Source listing
----------

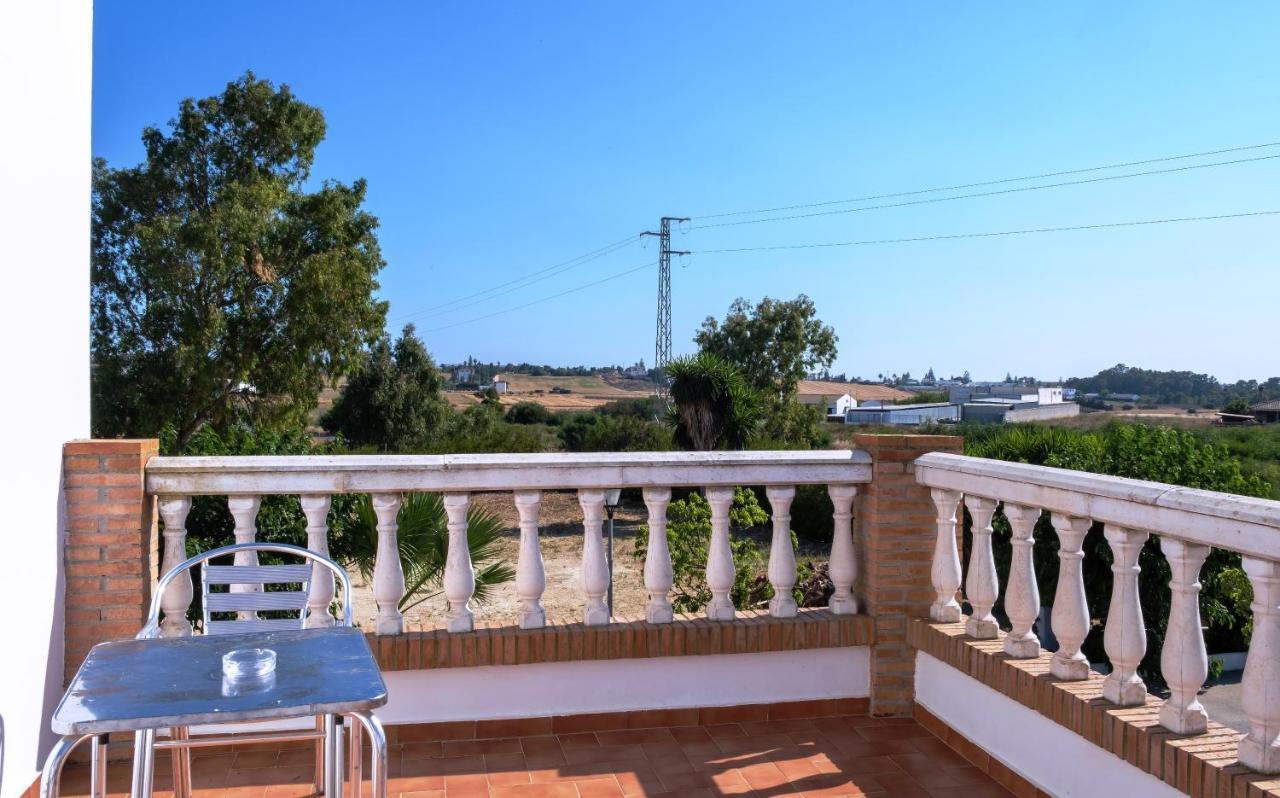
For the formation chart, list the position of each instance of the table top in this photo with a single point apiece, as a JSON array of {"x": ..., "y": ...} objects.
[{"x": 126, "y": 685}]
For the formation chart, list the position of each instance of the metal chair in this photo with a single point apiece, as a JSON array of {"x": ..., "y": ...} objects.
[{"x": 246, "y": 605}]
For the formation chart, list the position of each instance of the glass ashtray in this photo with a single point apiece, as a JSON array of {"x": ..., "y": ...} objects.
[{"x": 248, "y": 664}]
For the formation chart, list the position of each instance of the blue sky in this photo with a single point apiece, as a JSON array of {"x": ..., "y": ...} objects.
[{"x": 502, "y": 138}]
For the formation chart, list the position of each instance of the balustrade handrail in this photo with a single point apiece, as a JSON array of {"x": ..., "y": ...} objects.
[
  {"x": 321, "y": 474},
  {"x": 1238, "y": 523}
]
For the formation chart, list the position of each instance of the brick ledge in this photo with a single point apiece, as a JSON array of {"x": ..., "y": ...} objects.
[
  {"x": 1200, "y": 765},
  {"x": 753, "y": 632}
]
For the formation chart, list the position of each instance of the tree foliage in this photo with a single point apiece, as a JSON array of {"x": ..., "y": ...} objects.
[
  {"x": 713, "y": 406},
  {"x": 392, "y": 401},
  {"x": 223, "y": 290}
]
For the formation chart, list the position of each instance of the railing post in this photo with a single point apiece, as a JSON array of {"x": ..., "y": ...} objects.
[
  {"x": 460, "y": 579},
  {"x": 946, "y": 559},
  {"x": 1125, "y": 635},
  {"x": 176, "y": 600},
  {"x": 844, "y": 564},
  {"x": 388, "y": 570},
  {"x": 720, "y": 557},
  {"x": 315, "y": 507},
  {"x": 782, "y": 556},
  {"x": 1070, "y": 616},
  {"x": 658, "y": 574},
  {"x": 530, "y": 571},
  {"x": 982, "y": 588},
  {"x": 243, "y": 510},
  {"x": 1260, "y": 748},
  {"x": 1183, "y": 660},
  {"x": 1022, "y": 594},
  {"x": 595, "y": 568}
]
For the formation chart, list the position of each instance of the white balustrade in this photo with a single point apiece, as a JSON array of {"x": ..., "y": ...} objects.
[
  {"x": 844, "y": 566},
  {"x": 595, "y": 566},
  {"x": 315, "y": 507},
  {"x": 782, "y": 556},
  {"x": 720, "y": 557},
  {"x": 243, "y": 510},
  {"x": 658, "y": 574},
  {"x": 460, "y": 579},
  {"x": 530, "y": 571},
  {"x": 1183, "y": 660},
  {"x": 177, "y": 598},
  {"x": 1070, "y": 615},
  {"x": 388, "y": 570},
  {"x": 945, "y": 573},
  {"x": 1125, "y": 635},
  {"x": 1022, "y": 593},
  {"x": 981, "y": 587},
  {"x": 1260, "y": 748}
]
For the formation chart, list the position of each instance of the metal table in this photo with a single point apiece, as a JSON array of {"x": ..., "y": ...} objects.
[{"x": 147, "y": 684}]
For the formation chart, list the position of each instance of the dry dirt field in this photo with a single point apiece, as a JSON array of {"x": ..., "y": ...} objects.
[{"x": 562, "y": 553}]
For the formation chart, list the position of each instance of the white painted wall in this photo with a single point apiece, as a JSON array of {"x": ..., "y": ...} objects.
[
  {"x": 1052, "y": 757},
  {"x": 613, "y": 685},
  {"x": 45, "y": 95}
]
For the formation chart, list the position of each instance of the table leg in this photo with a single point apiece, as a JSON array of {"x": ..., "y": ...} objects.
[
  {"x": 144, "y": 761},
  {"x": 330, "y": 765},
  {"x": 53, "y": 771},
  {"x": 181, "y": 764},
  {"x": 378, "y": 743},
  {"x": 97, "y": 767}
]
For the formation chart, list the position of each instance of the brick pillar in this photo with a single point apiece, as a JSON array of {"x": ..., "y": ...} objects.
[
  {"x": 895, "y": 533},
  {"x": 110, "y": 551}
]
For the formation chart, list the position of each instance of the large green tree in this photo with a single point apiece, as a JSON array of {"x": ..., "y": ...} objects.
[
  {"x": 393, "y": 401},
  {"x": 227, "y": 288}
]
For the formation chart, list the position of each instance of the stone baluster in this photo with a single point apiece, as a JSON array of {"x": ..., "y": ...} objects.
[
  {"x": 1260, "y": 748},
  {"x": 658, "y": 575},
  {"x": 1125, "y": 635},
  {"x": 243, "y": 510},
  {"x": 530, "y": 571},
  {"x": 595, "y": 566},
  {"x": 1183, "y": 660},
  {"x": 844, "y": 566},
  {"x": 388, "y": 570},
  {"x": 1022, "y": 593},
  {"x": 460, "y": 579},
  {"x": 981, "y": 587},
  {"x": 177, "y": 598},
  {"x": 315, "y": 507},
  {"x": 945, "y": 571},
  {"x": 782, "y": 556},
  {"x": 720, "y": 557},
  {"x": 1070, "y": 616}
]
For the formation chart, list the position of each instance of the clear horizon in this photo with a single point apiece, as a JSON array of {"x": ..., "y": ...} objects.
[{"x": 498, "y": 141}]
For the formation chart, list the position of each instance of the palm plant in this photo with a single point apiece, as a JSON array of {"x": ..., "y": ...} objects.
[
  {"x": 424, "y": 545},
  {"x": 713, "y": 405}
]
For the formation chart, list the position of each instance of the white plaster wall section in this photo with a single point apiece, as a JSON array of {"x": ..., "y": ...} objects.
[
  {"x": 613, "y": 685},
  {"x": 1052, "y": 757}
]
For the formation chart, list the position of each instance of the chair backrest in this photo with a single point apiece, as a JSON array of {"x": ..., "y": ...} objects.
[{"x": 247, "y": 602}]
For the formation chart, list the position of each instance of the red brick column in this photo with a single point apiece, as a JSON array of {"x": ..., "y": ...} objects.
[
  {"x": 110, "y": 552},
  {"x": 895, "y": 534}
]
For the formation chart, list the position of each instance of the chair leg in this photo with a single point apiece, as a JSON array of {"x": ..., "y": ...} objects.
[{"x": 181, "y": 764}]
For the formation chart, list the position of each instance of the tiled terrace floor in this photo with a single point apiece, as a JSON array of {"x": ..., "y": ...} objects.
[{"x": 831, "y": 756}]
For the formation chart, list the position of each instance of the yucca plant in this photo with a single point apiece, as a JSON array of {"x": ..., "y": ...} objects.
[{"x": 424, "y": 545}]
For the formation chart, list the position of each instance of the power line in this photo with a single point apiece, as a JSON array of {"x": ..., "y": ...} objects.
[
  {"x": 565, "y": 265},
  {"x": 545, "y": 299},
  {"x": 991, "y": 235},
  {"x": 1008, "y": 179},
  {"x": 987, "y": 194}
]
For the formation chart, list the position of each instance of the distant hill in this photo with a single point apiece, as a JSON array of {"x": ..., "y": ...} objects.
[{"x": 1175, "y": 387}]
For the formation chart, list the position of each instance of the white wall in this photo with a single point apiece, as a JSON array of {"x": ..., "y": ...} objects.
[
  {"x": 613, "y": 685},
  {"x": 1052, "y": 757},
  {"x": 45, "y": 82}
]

----------

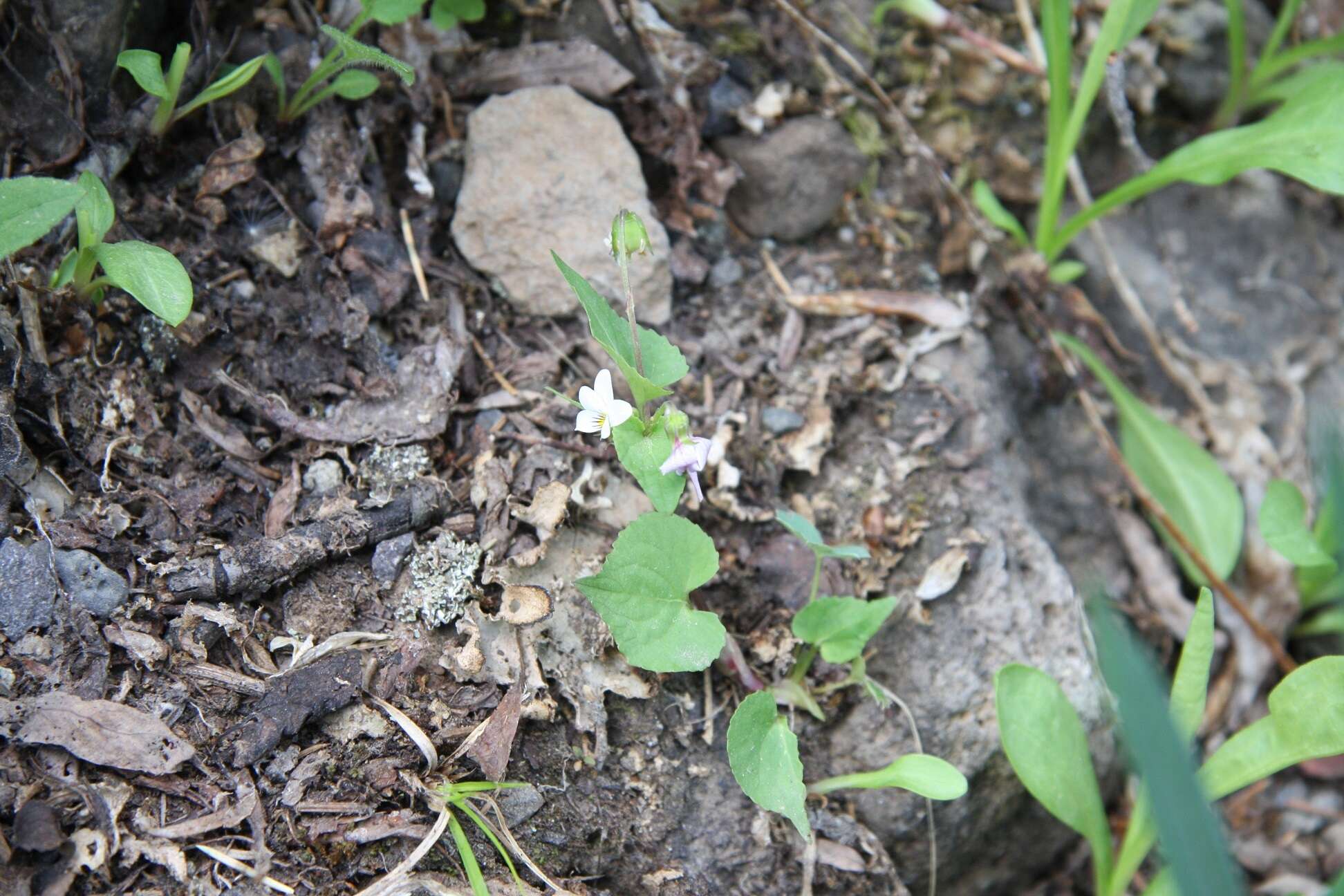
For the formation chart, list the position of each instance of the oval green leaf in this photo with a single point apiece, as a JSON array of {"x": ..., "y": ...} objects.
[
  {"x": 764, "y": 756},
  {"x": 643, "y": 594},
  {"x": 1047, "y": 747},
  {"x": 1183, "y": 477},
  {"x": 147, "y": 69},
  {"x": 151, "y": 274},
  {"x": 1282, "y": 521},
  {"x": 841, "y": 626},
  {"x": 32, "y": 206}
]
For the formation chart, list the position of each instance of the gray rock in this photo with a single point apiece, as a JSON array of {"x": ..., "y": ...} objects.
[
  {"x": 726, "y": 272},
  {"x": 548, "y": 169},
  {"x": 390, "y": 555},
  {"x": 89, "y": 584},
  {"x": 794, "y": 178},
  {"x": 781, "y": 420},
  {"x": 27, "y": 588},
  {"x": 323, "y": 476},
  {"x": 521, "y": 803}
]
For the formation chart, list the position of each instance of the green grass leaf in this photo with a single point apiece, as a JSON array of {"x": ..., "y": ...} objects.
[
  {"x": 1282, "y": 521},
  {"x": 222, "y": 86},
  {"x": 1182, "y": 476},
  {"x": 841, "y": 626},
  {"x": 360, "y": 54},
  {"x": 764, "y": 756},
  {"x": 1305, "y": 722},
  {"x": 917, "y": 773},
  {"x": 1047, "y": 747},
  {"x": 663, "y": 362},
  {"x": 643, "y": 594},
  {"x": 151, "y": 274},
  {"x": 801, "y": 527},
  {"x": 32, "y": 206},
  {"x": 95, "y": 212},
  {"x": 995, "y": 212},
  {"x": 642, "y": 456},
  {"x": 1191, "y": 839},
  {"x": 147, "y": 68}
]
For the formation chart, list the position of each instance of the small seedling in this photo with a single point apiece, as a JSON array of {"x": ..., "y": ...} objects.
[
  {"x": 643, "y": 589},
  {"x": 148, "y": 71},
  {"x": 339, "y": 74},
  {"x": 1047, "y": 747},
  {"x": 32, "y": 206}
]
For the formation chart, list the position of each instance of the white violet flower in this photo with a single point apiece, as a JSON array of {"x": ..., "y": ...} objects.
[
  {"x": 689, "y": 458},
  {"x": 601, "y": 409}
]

----------

* **What to work on**: List every line of the listing above that contains the word "metal".

* **Result for this exercise**:
For the formation chart, list the position of each instance of the metal chair in this photo with a single point apiece, as a JSON array of {"x": ..., "y": ...} objects.
For the formation chart, list the position of each instance of the metal table in this photo with a single point apiece, as a JSON array of {"x": ..., "y": ...} objects.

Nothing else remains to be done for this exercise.